What you will do: Copy down the following lines exactly as they are.

--- Provided data ---

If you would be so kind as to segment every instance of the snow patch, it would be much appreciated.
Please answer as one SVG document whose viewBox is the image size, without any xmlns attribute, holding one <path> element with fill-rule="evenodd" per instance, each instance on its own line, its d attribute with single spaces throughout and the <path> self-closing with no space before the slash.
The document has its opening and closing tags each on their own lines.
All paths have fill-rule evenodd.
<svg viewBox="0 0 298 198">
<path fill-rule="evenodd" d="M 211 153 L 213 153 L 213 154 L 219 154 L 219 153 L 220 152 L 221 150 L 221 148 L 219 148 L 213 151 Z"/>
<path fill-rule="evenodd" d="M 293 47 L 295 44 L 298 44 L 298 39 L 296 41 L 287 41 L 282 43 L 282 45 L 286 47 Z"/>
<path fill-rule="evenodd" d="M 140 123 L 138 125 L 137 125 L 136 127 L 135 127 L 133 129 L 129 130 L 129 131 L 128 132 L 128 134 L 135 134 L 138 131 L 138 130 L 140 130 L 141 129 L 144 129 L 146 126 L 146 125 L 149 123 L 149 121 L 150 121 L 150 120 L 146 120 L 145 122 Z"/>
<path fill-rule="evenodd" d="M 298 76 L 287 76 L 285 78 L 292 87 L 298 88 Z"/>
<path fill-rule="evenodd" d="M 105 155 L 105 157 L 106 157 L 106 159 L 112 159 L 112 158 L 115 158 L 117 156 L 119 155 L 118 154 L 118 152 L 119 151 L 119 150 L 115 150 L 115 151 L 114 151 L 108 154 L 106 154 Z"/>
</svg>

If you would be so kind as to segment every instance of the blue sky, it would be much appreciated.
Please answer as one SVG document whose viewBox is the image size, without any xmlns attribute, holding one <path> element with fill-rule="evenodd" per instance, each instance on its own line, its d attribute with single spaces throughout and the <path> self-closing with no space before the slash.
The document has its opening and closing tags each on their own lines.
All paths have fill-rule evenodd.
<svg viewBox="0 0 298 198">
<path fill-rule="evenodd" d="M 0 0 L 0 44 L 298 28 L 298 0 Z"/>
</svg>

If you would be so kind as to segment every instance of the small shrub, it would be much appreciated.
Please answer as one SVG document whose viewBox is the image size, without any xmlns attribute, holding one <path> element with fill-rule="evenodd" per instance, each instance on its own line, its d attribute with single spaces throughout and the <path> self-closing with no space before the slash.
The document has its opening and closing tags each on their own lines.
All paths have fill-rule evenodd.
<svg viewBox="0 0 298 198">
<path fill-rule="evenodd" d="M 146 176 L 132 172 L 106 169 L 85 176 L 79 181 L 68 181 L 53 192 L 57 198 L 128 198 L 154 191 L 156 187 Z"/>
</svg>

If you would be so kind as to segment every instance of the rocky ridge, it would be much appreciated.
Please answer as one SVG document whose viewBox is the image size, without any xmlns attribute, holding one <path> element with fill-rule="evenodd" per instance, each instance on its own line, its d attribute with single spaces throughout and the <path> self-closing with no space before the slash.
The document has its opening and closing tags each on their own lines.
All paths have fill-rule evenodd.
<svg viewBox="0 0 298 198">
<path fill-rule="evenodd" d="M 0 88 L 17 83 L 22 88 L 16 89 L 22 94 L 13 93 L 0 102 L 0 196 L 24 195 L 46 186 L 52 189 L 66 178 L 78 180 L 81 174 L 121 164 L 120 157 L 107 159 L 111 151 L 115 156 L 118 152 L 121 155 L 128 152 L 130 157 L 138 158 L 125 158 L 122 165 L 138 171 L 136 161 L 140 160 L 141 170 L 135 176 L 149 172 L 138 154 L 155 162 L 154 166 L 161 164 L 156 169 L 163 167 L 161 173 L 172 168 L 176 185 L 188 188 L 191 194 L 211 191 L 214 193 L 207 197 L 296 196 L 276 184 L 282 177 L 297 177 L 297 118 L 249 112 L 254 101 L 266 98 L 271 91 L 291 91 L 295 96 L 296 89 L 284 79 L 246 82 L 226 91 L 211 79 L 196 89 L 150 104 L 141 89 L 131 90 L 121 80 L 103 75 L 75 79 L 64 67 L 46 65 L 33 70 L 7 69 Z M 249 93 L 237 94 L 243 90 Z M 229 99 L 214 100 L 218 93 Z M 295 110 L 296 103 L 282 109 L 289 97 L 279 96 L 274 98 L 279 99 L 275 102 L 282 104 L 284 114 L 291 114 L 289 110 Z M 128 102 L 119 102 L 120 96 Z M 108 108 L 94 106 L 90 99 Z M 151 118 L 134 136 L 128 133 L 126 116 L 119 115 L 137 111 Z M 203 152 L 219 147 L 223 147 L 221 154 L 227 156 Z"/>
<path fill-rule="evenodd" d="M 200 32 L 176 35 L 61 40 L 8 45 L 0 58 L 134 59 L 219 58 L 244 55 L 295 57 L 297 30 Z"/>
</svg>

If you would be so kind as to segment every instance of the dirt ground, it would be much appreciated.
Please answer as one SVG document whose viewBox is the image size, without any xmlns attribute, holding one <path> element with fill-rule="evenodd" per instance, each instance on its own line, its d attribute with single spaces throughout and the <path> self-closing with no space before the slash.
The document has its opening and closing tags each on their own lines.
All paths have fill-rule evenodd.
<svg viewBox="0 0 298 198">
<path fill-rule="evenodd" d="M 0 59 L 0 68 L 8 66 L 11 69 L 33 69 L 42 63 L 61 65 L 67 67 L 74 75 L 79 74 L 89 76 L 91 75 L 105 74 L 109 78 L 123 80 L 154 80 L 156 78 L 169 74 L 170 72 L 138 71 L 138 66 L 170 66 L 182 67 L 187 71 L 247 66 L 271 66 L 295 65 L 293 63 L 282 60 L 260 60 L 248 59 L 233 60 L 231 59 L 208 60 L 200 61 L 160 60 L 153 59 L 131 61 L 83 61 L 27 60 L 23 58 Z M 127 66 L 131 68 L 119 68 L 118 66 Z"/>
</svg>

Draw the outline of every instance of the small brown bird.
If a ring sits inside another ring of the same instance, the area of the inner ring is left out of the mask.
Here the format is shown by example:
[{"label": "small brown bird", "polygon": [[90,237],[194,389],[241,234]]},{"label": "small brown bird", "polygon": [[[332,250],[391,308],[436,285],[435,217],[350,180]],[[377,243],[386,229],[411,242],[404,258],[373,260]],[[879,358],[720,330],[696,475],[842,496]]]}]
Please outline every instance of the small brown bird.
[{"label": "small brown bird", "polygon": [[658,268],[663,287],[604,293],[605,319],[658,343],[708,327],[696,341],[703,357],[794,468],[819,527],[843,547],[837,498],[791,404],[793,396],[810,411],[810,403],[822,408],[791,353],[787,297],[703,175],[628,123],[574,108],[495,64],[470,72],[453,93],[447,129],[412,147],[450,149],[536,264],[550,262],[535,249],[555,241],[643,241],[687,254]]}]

---

Result of this task:
If you would be so kind as to segment every instance of the snow patch, it would be much appreciated.
Please answer as one SVG document whose viewBox is the image size, without any xmlns attribute, holding one <path> element with fill-rule="evenodd" per instance, each instance on its own line, its d attribute with single spaces throughout and the <path> self-closing with no space before the slash.
The document has its opening and closing tags each on their own lines.
All paths have fill-rule evenodd.
<svg viewBox="0 0 298 198">
<path fill-rule="evenodd" d="M 211 153 L 213 153 L 213 154 L 219 154 L 219 153 L 220 152 L 221 150 L 221 148 L 219 148 L 213 151 Z"/>
<path fill-rule="evenodd" d="M 293 47 L 295 44 L 298 44 L 298 39 L 296 41 L 287 41 L 282 43 L 282 45 L 286 47 Z"/>
<path fill-rule="evenodd" d="M 140 123 L 138 125 L 137 125 L 136 127 L 135 127 L 133 129 L 129 130 L 129 131 L 128 132 L 128 134 L 135 134 L 138 131 L 138 130 L 140 130 L 141 129 L 144 129 L 146 126 L 146 125 L 149 123 L 149 121 L 150 121 L 150 120 L 146 120 L 145 122 Z"/>
<path fill-rule="evenodd" d="M 298 76 L 287 76 L 285 78 L 292 87 L 298 88 Z"/>
<path fill-rule="evenodd" d="M 105 155 L 105 157 L 106 157 L 106 159 L 112 159 L 112 158 L 115 158 L 117 156 L 119 155 L 118 154 L 118 152 L 119 151 L 119 150 L 115 150 L 115 151 L 114 151 L 108 154 L 106 154 Z"/>
</svg>

If you would be so kind as to segment every instance of the blue sky, it would be much appreciated.
Please answer as one SVG document whose viewBox is the image size, without any xmlns attribute, holding one <path> element with fill-rule="evenodd" per instance, each instance on its own line, its d attribute with single spaces throughout and the <path> self-closing with no space before the slash.
The document has its opening and closing tags each on their own lines.
All paths have fill-rule evenodd.
<svg viewBox="0 0 298 198">
<path fill-rule="evenodd" d="M 0 0 L 0 44 L 298 28 L 298 0 Z"/>
</svg>

If you would be so kind as to segment every instance of the small shrub, it would be much appreciated.
Please answer as one SVG document whose viewBox is the image size, without any xmlns attribute, holding one <path> element with fill-rule="evenodd" per instance, each instance on its own line, its d attribute with single spaces throughout and the <path> self-closing with no space before the slash.
The document has its opening and closing tags each on their own lines.
All paths have fill-rule evenodd.
<svg viewBox="0 0 298 198">
<path fill-rule="evenodd" d="M 146 176 L 132 172 L 106 169 L 85 176 L 79 181 L 68 181 L 53 192 L 57 198 L 128 198 L 154 191 L 156 187 Z"/>
</svg>

If you would be so kind as to segment every instance of the rocky ridge, it would be much appreciated.
Please answer as one SVG document whose viewBox is the image size, without any xmlns attribute, holding one <path> element with fill-rule="evenodd" per instance, each instance on its own line, its d attribute with single spaces throughout and the <path> self-closing with no space before the slash.
The document has its opening and closing tags each on their own lines.
All paths have fill-rule evenodd.
<svg viewBox="0 0 298 198">
<path fill-rule="evenodd" d="M 0 88 L 17 83 L 22 88 L 16 89 L 22 94 L 13 93 L 0 102 L 0 196 L 24 195 L 46 186 L 52 189 L 66 178 L 78 180 L 81 174 L 121 164 L 120 157 L 107 159 L 111 151 L 115 156 L 118 152 L 121 155 L 128 152 L 130 157 L 138 158 L 125 158 L 122 165 L 138 171 L 136 161 L 140 160 L 141 170 L 135 176 L 149 172 L 138 154 L 155 162 L 154 166 L 161 164 L 156 169 L 163 167 L 161 173 L 172 168 L 176 185 L 188 188 L 191 194 L 211 191 L 214 193 L 207 197 L 296 196 L 276 184 L 282 177 L 297 177 L 297 118 L 249 112 L 254 101 L 266 98 L 271 91 L 291 91 L 295 96 L 296 89 L 284 79 L 246 82 L 226 91 L 211 79 L 196 89 L 150 104 L 141 89 L 131 90 L 121 80 L 103 75 L 75 79 L 64 67 L 46 65 L 33 70 L 7 69 Z M 249 93 L 237 94 L 243 90 Z M 229 99 L 214 100 L 218 93 Z M 295 110 L 296 103 L 282 109 L 289 97 L 279 96 L 274 98 L 279 99 L 275 102 L 282 104 L 284 114 L 291 114 L 289 110 Z M 128 102 L 119 102 L 120 96 Z M 108 108 L 94 106 L 90 99 Z M 151 118 L 134 136 L 128 133 L 126 116 L 119 115 L 137 111 Z M 203 152 L 219 147 L 223 147 L 221 154 L 227 156 Z"/>
<path fill-rule="evenodd" d="M 200 32 L 176 35 L 61 40 L 8 45 L 0 58 L 134 59 L 219 58 L 244 55 L 295 57 L 297 30 Z"/>
</svg>

If you would be so kind as to segment every instance of the dirt ground, it would be much appreciated.
Please answer as one SVG document whose viewBox is the image size, without any xmlns attribute, holding one <path> element with fill-rule="evenodd" per instance, each instance on its own line, its d attribute with single spaces throughout and the <path> self-closing with no space before the slash.
The document has its opening and closing tags each on their own lines.
All paths have fill-rule evenodd.
<svg viewBox="0 0 298 198">
<path fill-rule="evenodd" d="M 0 59 L 0 68 L 8 66 L 11 69 L 33 69 L 42 63 L 61 65 L 67 67 L 74 75 L 79 74 L 89 76 L 91 75 L 105 74 L 109 78 L 123 80 L 154 80 L 156 78 L 169 74 L 170 72 L 138 71 L 138 66 L 170 66 L 182 67 L 187 71 L 247 66 L 271 66 L 295 65 L 293 63 L 282 60 L 260 60 L 248 59 L 233 60 L 231 59 L 208 60 L 200 61 L 160 60 L 153 59 L 131 61 L 83 61 L 27 60 L 23 58 Z M 127 66 L 131 68 L 119 68 L 118 66 Z"/>
</svg>

Draw the outline of every instance of the small brown bird.
If a ring sits inside another ring of the same instance, the area of the inner ring is left out of the mask.
Here the format is shown by example:
[{"label": "small brown bird", "polygon": [[90,237],[194,389],[241,234]]},{"label": "small brown bird", "polygon": [[[332,250],[391,308],[436,285],[435,217],[350,180]],[[377,243],[386,229],[411,242],[404,258],[373,260]],[[879,358],[720,330],[696,475],[842,496]]]}]
Please outline every instance of the small brown bird.
[{"label": "small brown bird", "polygon": [[658,268],[663,287],[604,293],[605,319],[658,343],[708,327],[696,341],[703,357],[794,468],[819,527],[843,547],[837,498],[791,404],[793,396],[810,411],[810,403],[822,408],[791,353],[787,297],[703,175],[628,123],[574,108],[495,64],[470,72],[453,93],[447,129],[412,147],[450,149],[536,264],[550,262],[535,249],[555,241],[643,241],[687,254]]}]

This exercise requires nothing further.